Find "I would be grateful for your help identifying the burned" in the data below; transcribe the line it appears on and each line after it, exactly, to the end, and nothing else.

┏━━

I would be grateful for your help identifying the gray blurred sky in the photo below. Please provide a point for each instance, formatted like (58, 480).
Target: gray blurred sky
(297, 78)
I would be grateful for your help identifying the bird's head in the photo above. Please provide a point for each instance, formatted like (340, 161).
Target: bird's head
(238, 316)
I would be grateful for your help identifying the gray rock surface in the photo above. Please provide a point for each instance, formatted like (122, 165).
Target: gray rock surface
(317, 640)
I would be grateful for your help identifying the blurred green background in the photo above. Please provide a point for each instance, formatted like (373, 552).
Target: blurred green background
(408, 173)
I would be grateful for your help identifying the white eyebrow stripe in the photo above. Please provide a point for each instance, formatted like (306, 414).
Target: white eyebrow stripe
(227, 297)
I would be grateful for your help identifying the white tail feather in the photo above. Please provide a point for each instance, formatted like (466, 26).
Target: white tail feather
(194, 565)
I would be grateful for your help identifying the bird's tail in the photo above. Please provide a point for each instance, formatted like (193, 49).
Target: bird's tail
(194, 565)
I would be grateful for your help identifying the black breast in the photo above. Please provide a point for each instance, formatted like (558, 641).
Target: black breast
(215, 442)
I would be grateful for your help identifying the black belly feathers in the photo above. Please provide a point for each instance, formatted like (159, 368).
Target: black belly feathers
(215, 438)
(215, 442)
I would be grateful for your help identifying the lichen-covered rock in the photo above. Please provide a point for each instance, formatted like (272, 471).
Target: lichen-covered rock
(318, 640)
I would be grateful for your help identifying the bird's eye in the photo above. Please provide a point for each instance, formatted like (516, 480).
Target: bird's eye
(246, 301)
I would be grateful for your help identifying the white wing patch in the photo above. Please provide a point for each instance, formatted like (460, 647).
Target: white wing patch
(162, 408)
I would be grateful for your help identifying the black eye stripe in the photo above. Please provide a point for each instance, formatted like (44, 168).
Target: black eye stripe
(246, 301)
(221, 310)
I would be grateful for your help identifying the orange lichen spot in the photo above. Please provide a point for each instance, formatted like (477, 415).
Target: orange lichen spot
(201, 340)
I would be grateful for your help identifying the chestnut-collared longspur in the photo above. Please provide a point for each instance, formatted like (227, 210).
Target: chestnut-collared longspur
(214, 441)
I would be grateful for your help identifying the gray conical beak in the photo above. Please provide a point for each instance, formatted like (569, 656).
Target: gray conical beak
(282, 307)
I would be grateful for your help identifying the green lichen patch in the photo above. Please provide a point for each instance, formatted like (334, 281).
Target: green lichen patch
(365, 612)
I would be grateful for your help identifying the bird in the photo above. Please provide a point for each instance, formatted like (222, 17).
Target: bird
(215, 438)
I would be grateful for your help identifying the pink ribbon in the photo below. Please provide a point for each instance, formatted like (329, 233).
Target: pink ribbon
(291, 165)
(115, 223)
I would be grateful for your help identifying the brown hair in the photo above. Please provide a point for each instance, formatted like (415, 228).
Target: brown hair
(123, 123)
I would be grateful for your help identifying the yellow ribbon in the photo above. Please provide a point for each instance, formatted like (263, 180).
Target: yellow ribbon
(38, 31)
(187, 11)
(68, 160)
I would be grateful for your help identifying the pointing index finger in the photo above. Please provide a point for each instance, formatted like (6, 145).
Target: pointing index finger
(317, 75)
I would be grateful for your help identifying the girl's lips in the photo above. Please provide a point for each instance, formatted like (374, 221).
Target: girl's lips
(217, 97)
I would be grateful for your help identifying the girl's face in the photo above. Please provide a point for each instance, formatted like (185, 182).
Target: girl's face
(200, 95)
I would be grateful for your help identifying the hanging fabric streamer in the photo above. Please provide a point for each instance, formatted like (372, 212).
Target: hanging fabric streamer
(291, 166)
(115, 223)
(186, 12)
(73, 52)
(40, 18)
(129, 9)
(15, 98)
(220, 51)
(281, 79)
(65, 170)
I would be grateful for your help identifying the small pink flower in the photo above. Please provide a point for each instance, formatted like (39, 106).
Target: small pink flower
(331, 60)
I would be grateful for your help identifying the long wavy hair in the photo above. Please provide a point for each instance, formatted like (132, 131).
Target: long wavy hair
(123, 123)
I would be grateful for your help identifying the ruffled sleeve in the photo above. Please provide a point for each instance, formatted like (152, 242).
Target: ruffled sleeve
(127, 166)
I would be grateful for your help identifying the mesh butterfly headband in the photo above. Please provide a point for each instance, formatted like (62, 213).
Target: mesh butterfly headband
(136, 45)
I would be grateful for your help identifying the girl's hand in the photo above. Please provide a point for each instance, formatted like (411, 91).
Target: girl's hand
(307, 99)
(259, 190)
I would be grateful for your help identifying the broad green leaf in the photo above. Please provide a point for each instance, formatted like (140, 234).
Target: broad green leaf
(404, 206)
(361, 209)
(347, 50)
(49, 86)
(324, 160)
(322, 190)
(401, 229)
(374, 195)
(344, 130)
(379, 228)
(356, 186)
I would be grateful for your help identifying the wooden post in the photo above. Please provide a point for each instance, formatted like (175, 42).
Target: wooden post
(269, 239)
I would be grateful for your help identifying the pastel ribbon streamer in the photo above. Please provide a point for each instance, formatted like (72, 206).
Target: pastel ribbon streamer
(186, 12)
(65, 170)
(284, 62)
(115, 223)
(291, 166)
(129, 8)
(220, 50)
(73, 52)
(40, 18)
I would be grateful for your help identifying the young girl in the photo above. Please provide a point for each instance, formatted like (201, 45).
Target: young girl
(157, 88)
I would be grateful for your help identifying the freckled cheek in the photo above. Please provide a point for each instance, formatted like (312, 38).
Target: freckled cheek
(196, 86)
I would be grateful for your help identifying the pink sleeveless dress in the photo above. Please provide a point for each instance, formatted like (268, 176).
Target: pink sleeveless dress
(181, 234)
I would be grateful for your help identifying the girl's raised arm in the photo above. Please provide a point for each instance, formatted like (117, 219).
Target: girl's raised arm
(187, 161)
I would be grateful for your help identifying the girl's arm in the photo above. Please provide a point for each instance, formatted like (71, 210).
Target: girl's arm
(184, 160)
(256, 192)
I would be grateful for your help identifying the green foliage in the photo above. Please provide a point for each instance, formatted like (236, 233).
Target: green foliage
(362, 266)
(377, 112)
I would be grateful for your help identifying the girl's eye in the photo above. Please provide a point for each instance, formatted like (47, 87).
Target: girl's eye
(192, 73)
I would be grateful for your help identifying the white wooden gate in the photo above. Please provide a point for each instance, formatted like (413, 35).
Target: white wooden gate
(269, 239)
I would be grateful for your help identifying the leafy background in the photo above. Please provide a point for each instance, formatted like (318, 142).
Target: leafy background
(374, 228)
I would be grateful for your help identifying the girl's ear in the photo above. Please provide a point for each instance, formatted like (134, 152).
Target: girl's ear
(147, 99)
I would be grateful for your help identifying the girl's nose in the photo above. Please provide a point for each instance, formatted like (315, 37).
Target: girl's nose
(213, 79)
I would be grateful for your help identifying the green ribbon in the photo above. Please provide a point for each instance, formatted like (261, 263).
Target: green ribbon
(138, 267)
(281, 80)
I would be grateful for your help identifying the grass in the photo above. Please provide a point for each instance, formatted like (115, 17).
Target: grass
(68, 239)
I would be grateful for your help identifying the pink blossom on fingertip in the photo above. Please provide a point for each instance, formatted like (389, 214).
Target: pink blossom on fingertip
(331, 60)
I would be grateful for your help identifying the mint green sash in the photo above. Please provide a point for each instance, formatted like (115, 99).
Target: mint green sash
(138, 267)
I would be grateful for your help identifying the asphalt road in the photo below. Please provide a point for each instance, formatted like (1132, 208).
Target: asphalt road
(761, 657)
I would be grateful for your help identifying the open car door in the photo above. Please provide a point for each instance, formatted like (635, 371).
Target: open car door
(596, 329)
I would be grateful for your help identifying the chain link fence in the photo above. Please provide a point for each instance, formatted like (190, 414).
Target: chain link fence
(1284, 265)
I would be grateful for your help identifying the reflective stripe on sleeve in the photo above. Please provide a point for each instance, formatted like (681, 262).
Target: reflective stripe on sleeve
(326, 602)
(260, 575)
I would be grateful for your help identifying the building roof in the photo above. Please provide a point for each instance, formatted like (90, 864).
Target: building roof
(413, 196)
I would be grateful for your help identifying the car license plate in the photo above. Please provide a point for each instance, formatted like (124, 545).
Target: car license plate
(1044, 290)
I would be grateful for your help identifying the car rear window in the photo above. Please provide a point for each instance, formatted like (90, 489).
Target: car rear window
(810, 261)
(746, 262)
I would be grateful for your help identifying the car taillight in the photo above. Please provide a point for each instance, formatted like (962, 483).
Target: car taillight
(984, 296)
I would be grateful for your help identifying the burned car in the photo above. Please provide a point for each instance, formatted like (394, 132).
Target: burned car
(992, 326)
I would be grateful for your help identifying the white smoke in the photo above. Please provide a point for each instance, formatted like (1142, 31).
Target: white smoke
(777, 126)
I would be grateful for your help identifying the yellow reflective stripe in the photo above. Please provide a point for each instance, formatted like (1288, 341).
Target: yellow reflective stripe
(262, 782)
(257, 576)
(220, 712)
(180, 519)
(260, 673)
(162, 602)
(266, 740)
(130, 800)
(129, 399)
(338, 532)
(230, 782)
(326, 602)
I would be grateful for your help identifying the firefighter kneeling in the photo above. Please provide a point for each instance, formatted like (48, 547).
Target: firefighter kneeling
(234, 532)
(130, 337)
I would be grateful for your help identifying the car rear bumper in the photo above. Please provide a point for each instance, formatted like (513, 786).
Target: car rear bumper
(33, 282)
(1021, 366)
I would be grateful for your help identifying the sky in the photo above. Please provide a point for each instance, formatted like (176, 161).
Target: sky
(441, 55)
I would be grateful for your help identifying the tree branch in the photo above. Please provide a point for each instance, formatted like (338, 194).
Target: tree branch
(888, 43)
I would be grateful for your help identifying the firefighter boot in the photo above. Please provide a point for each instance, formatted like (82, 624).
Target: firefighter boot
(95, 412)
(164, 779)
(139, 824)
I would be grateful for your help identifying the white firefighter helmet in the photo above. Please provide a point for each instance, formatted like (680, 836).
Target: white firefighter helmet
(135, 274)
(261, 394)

┗━━

* **RESPONSE FOR THIS EXERCISE**:
I would be grateful for your help identifying the burned car in the photo above. Please provide a point for each instance, formatted like (394, 132).
Target: burned car
(992, 326)
I would be grateful for your help identifying the white smoke in the photo above. Please provide a point for each instance, formatted like (1142, 31).
Target: white smoke
(777, 126)
I would be grateful for your help identifying the yellow reflective stripe in the photo above. Please provide a point for each instance, formatted like (1288, 341).
Target: yellow reflective stripe
(262, 782)
(257, 576)
(220, 712)
(180, 519)
(260, 673)
(162, 602)
(266, 740)
(130, 800)
(129, 399)
(338, 532)
(230, 782)
(326, 602)
I would be grateful for your help identifying the firefighter kneeling in the photo above. Please provide a point for each instance, formatted like (48, 547).
Target: firefighter kneeling
(234, 532)
(130, 337)
I would be grateful for your help identifying the car rear bumper in the photo above. Please provide a point for each instance, formatted like (513, 786).
Target: car rear bumper
(33, 282)
(1021, 366)
I would be grateful for your help identifying the sky in the photo above. Please provide a point for each instance, formatted like (176, 161).
Target: sky
(441, 55)
I would be grateful for your help identifying the tree branch in the photo above. Please provide a point for each instance, formatted like (338, 194).
Target: tree branch
(888, 43)
I would be grateful for your help identifying the firefighter boot in the photo above. Please provide a point for each instance, formatted like (82, 624).
Target: firefighter boot
(95, 412)
(164, 779)
(139, 824)
I would be grateful for your help identifying the white firefighter helmet in the photo above. Please provide a point for each instance, formatted like (680, 836).
Target: white firefighter helmet
(135, 274)
(261, 394)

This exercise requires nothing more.